[Items from a labeling collection]
---*---

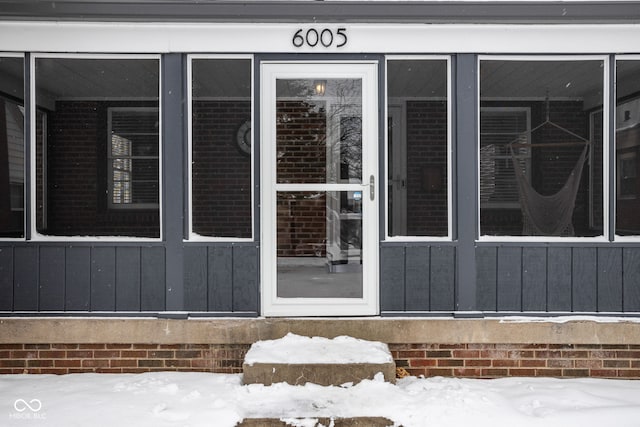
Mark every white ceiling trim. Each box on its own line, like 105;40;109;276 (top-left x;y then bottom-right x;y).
0;21;640;54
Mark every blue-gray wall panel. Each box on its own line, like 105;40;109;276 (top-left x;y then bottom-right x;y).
13;246;38;311
65;246;91;311
91;247;116;311
380;246;405;311
184;246;207;311
39;246;66;311
622;248;640;311
404;246;431;311
116;246;140;311
233;245;259;312
522;247;547;311
547;247;572;311
497;246;522;311
207;246;234;311
572;248;598;312
431;246;456;311
140;246;166;311
478;246;498;311
598;248;622;311
0;246;13;311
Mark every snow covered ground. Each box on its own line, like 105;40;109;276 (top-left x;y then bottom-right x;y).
0;372;640;427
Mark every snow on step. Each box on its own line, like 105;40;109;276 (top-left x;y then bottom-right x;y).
243;333;395;385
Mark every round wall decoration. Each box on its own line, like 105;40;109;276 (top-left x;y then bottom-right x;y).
235;119;251;156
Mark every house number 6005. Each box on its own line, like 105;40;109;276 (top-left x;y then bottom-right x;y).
291;27;347;47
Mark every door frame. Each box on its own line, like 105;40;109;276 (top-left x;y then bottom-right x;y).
259;60;381;316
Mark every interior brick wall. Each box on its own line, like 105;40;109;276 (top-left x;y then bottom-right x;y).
0;343;640;379
276;101;327;257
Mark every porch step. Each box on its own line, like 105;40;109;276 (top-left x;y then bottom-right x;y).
236;417;394;427
242;334;396;388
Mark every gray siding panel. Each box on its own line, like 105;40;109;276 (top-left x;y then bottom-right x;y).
207;246;232;311
140;246;166;311
65;247;91;311
405;246;431;311
598;248;622;311
116;247;140;311
547;247;572;311
572;248;598;311
622;248;640;311
380;246;405;311
13;246;38;311
39;246;65;311
497;247;522;311
91;247;116;311
233;246;259;312
478;246;498;311
0;246;13;311
184;246;207;311
522;247;547;311
431;246;456;311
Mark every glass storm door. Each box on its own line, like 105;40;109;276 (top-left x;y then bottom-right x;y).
260;62;378;316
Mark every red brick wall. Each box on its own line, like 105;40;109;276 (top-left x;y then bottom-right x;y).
276;101;327;257
0;344;640;379
0;344;249;374
390;344;640;378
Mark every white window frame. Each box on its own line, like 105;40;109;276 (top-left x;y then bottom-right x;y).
605;55;640;243
185;54;256;242
28;53;164;242
107;107;161;211
476;54;611;243
380;55;455;242
0;52;27;242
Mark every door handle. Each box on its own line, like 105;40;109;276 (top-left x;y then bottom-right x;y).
369;175;376;201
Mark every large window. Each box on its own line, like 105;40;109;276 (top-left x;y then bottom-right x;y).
615;59;640;236
189;57;253;239
0;57;24;238
108;107;160;209
387;59;451;238
34;55;160;238
478;57;605;237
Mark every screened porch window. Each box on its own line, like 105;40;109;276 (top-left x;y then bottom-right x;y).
480;108;531;209
109;108;160;209
478;57;606;237
0;57;25;238
32;54;161;238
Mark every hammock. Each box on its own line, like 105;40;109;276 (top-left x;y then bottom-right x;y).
509;143;589;236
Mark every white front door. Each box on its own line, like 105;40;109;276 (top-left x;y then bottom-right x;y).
260;62;379;316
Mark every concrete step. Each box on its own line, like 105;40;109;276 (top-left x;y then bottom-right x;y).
243;334;396;386
237;417;393;427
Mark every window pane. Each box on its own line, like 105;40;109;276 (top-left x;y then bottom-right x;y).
35;58;160;238
479;60;604;236
0;58;24;238
616;61;640;236
387;60;449;236
191;59;252;238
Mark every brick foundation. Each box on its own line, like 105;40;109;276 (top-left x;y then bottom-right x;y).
0;344;640;379
390;344;640;379
0;344;249;374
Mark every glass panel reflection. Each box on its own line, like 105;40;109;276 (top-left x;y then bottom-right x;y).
277;191;362;298
276;79;362;183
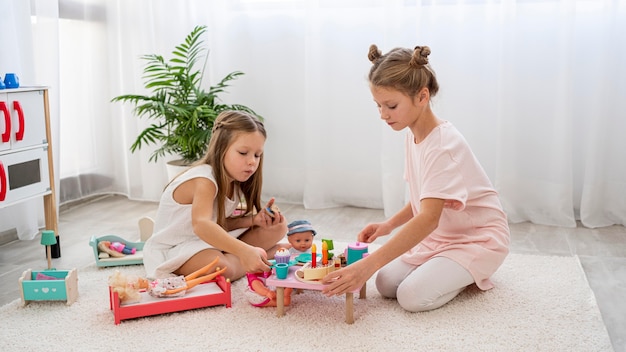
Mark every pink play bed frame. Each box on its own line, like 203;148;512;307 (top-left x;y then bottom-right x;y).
109;275;231;325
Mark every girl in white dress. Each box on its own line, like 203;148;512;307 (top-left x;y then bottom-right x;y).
143;111;287;281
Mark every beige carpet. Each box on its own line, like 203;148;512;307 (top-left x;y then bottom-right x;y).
0;245;612;352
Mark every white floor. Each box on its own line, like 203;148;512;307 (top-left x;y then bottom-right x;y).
0;195;626;351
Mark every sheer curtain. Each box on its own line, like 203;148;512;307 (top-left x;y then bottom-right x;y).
23;0;626;231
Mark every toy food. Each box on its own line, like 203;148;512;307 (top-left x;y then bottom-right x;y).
274;248;291;264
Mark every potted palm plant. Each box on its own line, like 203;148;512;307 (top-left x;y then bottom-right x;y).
111;26;262;170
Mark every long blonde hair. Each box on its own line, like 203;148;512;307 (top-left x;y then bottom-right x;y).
194;110;267;226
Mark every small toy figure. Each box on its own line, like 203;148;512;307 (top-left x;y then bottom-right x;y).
98;241;126;258
109;257;226;302
246;273;293;307
287;220;317;255
109;242;137;254
109;270;148;303
265;204;280;218
148;257;226;297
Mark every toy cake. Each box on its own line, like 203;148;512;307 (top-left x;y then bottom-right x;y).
274;248;291;264
296;258;341;281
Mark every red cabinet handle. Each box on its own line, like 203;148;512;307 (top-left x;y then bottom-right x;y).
0;101;11;143
0;161;7;202
13;100;24;141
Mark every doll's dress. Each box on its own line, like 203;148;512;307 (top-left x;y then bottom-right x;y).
245;273;272;307
148;276;187;297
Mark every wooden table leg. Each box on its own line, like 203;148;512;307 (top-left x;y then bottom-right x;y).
276;287;285;317
346;292;354;324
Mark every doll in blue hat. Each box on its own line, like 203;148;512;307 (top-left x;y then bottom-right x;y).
287;220;317;257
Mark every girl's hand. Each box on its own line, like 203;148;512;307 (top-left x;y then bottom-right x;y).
322;259;371;297
357;222;392;243
239;247;271;273
252;197;285;228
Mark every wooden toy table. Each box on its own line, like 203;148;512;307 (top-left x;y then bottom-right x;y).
265;265;366;324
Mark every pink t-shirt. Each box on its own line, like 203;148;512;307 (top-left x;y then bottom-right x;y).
402;121;509;290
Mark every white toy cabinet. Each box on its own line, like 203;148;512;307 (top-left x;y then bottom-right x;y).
0;87;58;234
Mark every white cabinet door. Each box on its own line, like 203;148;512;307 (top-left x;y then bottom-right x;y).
0;146;51;208
0;90;48;151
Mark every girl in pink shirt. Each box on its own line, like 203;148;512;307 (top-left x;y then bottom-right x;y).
323;45;509;312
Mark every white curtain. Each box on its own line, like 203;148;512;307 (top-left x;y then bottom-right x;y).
15;0;626;231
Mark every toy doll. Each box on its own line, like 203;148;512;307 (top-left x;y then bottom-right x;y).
246;272;293;307
287;220;317;255
109;242;137;254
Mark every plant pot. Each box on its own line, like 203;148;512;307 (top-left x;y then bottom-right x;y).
165;159;191;181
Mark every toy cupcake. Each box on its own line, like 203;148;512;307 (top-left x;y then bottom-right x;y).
274;248;291;264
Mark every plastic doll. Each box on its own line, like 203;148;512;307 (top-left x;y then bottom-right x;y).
109;242;137;254
148;257;226;297
246;273;293;307
287;220;317;255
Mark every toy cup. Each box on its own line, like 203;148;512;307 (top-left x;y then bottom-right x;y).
276;263;289;280
4;73;20;88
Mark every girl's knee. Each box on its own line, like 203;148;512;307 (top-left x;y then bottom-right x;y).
397;285;463;313
376;273;398;298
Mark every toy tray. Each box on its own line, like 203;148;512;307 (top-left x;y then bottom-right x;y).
109;275;231;325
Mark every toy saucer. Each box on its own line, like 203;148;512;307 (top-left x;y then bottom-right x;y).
296;253;322;263
268;259;298;268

---*---

## Exercise requirements:
Take every line from the one containing "Mark every toy cupcake." to the end of the listing and output it exactly, with nothing else.

## Result below:
Mark every toy cupcake. Each box on its own line, like 203;148;512;307 (top-left x;y then bottom-right x;y).
274;248;291;264
Mark every plastic doll. Each box on its own line, like 203;148;512;307 (top-left x;y then bottom-right x;y).
109;242;137;254
148;257;226;297
246;273;293;307
287;220;317;255
Mark every toy cup. Each box on its own line, like 203;148;512;307 (top-left x;y then bottom-right x;y).
276;263;289;280
4;73;20;88
Mark every girl's knee. Each box on its own line, like 203;148;512;307 (top-left x;y then bottom-right x;y).
397;285;463;313
376;273;398;298
Mark every toy tray. Each box on its own line, like 203;148;512;307 (top-left x;y then bottom-right x;y).
109;275;231;325
Mark every toy saucer. Each box on its own line, like 203;148;512;307 (top-left x;y then bottom-right x;y).
296;253;322;263
268;259;298;268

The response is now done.